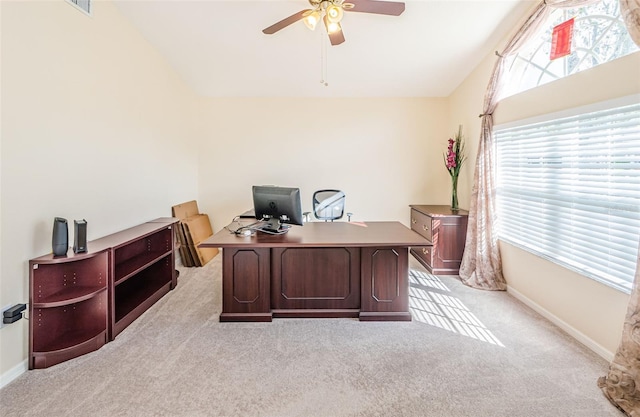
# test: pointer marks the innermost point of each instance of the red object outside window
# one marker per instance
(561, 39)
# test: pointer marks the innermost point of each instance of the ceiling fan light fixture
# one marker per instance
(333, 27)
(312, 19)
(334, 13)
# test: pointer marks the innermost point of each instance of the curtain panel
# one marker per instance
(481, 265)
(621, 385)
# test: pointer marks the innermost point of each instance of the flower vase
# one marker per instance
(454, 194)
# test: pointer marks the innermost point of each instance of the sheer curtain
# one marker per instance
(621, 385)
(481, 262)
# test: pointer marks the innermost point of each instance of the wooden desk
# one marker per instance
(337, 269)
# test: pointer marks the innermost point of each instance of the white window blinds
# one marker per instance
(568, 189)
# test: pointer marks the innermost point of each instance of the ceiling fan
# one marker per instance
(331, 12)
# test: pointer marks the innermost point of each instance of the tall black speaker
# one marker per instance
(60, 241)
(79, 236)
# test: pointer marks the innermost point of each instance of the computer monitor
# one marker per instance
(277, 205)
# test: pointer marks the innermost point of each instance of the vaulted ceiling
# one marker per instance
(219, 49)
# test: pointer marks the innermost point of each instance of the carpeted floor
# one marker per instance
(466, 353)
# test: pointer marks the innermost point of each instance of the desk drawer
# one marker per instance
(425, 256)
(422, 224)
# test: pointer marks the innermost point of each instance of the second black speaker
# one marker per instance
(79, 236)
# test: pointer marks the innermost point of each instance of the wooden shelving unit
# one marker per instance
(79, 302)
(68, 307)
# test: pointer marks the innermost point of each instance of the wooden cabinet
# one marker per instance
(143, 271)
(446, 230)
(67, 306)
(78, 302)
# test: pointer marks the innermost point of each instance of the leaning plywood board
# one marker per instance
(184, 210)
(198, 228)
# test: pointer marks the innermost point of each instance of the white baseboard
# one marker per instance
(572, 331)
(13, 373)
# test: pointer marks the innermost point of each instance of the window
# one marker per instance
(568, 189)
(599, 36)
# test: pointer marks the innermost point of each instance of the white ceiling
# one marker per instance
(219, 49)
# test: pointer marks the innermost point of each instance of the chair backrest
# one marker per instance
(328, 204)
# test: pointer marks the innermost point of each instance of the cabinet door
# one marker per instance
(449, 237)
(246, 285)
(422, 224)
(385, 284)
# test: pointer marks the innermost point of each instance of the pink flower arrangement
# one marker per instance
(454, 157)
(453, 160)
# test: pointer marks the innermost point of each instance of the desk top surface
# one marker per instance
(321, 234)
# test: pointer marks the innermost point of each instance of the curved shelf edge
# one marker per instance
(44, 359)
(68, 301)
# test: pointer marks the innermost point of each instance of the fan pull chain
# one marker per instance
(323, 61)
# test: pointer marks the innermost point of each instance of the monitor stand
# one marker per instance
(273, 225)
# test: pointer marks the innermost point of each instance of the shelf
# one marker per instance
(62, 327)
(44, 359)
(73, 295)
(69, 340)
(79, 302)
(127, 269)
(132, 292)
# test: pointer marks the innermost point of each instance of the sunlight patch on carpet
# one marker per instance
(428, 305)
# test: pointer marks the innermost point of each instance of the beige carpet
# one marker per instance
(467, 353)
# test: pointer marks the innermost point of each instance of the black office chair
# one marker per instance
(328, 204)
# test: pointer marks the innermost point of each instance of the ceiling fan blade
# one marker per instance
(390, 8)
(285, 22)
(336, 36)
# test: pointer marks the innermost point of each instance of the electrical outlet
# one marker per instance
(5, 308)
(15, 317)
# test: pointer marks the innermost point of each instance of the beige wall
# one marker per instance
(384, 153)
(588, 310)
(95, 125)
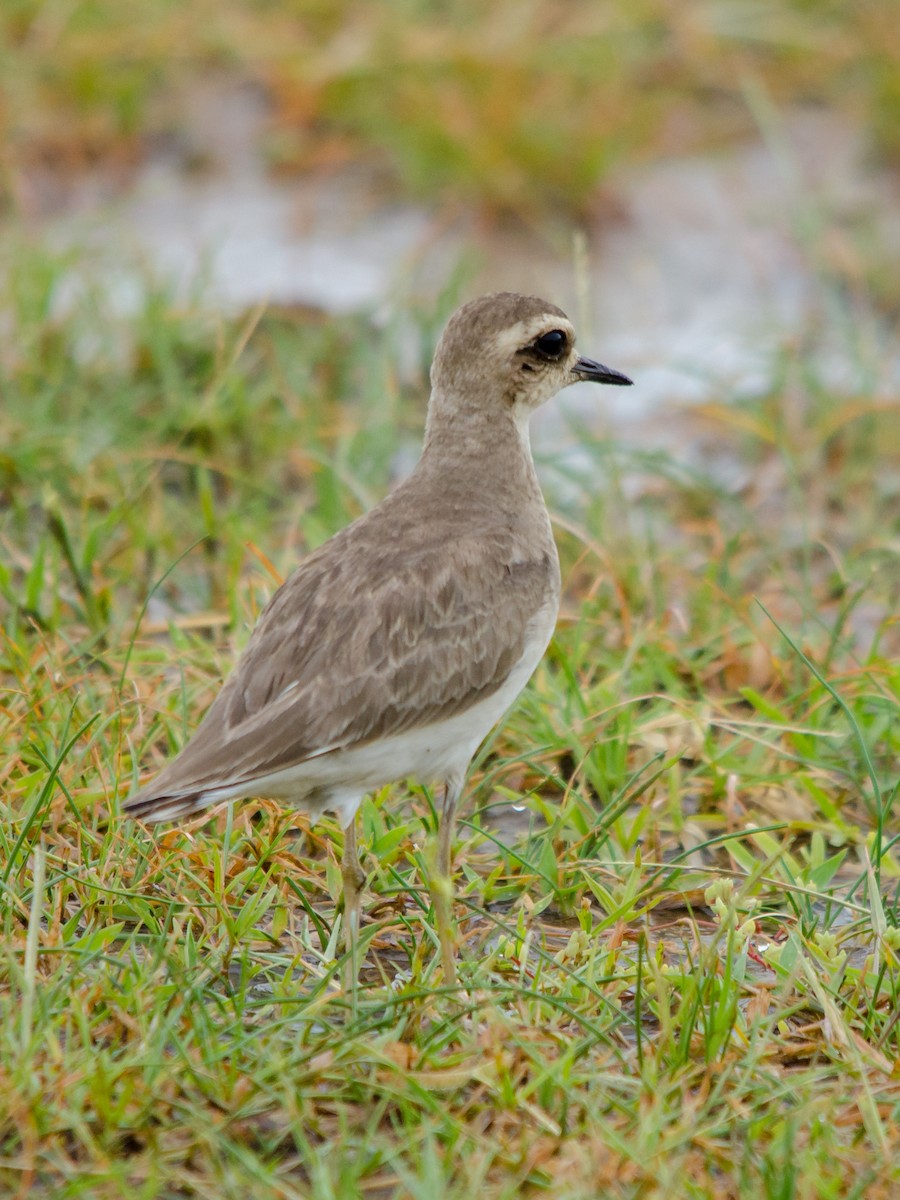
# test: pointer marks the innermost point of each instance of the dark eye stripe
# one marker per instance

| THE TASK |
Set down the whole listing above word for word, leaving the pictures out.

| WORKED ANSWER |
# test: pointer marks the innermost point of each instance of the red object outside window
# one marker per instance
(561, 39)
# test: pointer marks the innermost point of each instance of the ceiling fan light fixture
# one marker per instance
(333, 27)
(312, 19)
(334, 13)
# test: pointer marks the innermost point of each instance of the curtain panel
# one marker per instance
(481, 265)
(621, 385)
# test: pointer marks the innermost point of each instance of the flower vase
# one marker per instance
(454, 194)
# test: pointer marks the innermost point of each instance of the sheer curtain
# one marker per instance
(621, 385)
(481, 262)
# test: pointer marks the innermost point of each instance of the wooden desk
# one marker per instance
(337, 269)
# test: pointer marks the innermost point of each instance of the white window blinds
# one marker per instance
(568, 189)
# test: pointer marks the innermost point of each instance of the ceiling fan
# one marker per instance
(331, 12)
# test: pointer marks the innermost point of each instance of the tall black speaker
# one marker per instance
(60, 241)
(79, 236)
# test: pointer marks the innermost point of each instance of the computer monitor
# one marker per instance
(277, 205)
# test: pointer marks the innermost point of each instance of the vaulted ceiling
# one marker per instance
(219, 49)
# test: pointer marks the innermost point of each instance of the carpeted floor
# one marker per instance
(466, 353)
# test: pointer marks the innermost point of each instance of the desk drawer
# one marker per instance
(425, 256)
(422, 224)
# test: pointer marks the innermost point of each instance of the second black speaker
# one marker per instance
(79, 236)
# test: pointer marks the innermost point of each instance of the wooden shelving unit
# one marker per instance
(79, 302)
(68, 307)
# test: pointer marks the innermost point of each instance of the wooden cabinet
# one marker per instance
(143, 271)
(446, 230)
(67, 306)
(78, 302)
# test: pointer marks the innermost point of each instance of the leaning plywood board
# one marker per instance
(184, 210)
(198, 228)
# test: pointer marks the innermost point of each instance of the white baseboard
# one marker per instance
(572, 331)
(13, 373)
# test: pointer marks the innermost point of each instance of the window
# one marker per instance
(568, 189)
(599, 36)
# test: pointer marks the innermost point of each instance of the white ceiling
# one marker per instance
(219, 49)
# test: pointer marks the innermost point of each instance of the chair backrest
# one marker per instance
(328, 204)
# test: pointer marks the innermost point of each instance of the cabinet door
# one marker per instance
(449, 237)
(246, 285)
(422, 224)
(385, 284)
# test: pointer marks the innermost point of each instance of the pink flower arrangement
# one marker per instance
(454, 157)
(453, 160)
# test: pointer marks the innermost point of each instance of the desk top surface
# one marker per instance
(321, 234)
# test: pointer marks the innermost point of each instance of the curved shelf edge
# one marker per instance
(44, 359)
(68, 301)
# test: pointer marks the innermost point of each instance of the fan pull chain
# one marker per instance
(323, 61)
# test: pointer marks the innermost point of each instance of the monitor stand
# one marker per instance
(273, 225)
# test: pointer marks the innermost point of each instance of the shelf
# one marker per instance
(62, 327)
(44, 359)
(73, 295)
(69, 340)
(79, 302)
(127, 269)
(132, 292)
# test: pointer marks the innermost point of each instance of the sunlight patch on carpet
# one marker per instance
(428, 305)
# test: pointer marks the innermost point of each instance of the beige carpet
# one marker per instance
(467, 353)
# test: pointer marks the innermost point of each instance of the black office chair
# one marker per instance
(328, 204)
# test: pointer marks the innermost point of each instance of the ceiling fan blade
# one marker per instance
(390, 8)
(285, 22)
(336, 36)
# test: pointer marks the innermost point of each instance of the electrical outlet
# one marker per instance
(5, 308)
(15, 317)
# test: pointer marks the innermost point of each instance of the beige wall
# one marker per instance
(384, 153)
(588, 310)
(95, 125)
# test: pointer marks the innermost point of each instance of the dark eye stripe
# one marker per instance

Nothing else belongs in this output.